• [PASSAGE SHOWN]:
Inspired by the OWASP Top 10, we’ve created a prioritized list of the top 10 most common and high-risk bugs that we find on these assessments. I hope to share some insight into our process and common trouble spots that we see across assessments. This guide would also benefit anyone interested in improving a modern web application’s security.


APPLICATION ASSESSMENTS

In the list below, we’ve broken down the most common vulnerabilities we encounter in our assessments of Google Partner Program applications. In contrast to the general set of web applications we see at Bishop Fox, Google Partner Program (GPP) applications were often built using more recent web technologies and shared specific core functionality (e.g., Google Drive and productivity suite integration). These characteristics produced a different set of common findings that differ from the OWASP Top 10. The list is ordered based on severity and prevalence:

  1. Insufficient Authorization Controls
  2. Cross-site Scripting
  3. Cross-site Request Forgery
  4. Unsafe Document Processing
  5. Content Injection
  6. Insecure File Upload
  7. Server-side Request Forgery
  8. Insecure Credential Storage
  9. Overly Permissive CORS configuration
  10. Missing best practices

Let’s review these 10 different vulnerability classes in more detail:

1. Insufficient Authorization Controls

Inadequate security controls around varying user privileges (vertical access) and missing segmentation between users (horizontal access) was the most common high-risk issue across the assessments.

• [SUPPLIED INFORMATION]:
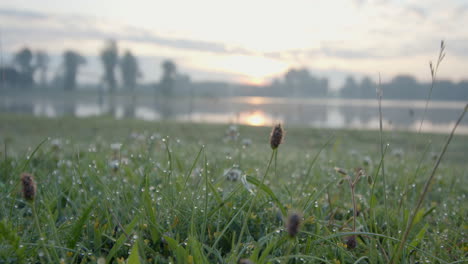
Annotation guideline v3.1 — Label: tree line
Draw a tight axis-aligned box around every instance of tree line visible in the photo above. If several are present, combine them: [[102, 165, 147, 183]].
[[0, 40, 178, 93], [0, 40, 468, 100]]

• [EXERCISE PROMPT]: Can you continue the passage on common vulnerabilities in Google Partner Program applications, starting right after its last sentence? None of the material has any bearing on what comes next.

• [WRITTEN ANSWER]:
In nearly every report, insufficient authorization controls were the primary weak point for an attacker to gain access to another user’s OAuth token (or associated privileges). These vulnerabilities are often a dangerous combination of easy-to-find and presenting high business risk.

Things to keep an eye out for:

  • Consistent data and behavior entitlements: Every endpoint should uniformly restrict access to given data. Often there may be a single endpoint that’s more permissive or includes the restricted data as a part of another data record. Similarly, every endpoint action should be uniformly restricted based on the role of the authenticated user.
  • Verifying access based on the session: Ensure that every request is verified based off the users’ session object, not arbitrary user-controlled parameters provided in the request. Users should not be able to identify themselves based on a user ID value in place of a cookie or JWT session identifier.
  • Secure handling of world-readable resources: If a resource is world-readable, assume it will be cached by search engines. Sensitive customer information should never be made world-readable. If business requirements necessitate sharing access to a sensitive resource to individuals outside of your platform, consider other security controls such as easy sign-up for read-only external accounts (paired with an email), document expiration, and temporary passwords.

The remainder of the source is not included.